Short exercise> Please report each line in the data below that contains the string "column". Case counts.

##### Records provided #####

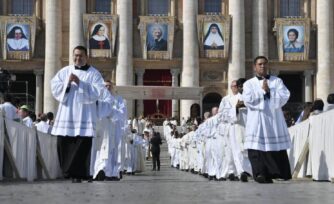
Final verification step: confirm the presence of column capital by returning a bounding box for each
[170,68,180,76]
[135,68,145,76]
[34,69,44,76]
[304,70,314,77]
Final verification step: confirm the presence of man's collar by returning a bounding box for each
[255,74,270,80]
[74,64,90,71]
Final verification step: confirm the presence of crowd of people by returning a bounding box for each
[0,51,334,183]
[0,93,54,134]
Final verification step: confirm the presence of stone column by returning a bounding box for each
[68,0,86,64]
[34,70,44,115]
[116,0,133,117]
[316,0,334,101]
[136,69,145,117]
[304,70,314,102]
[43,0,62,114]
[170,0,176,16]
[180,0,199,118]
[250,0,269,58]
[35,0,42,19]
[170,69,180,120]
[227,0,245,93]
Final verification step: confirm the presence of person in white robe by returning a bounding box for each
[19,105,34,128]
[0,93,19,121]
[35,113,52,134]
[51,46,104,183]
[219,80,251,182]
[90,81,117,180]
[242,56,291,183]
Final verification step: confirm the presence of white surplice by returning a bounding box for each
[0,102,19,120]
[35,121,52,134]
[242,76,291,151]
[51,65,104,137]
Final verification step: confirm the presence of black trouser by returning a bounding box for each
[248,149,291,180]
[152,151,160,170]
[58,136,92,179]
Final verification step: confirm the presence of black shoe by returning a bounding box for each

#####

Expected output>
Final verification step: confirm the presence of column capital by returning a bounding box for each
Final verification step: confirm the presence of stone column by returning a bounding box for each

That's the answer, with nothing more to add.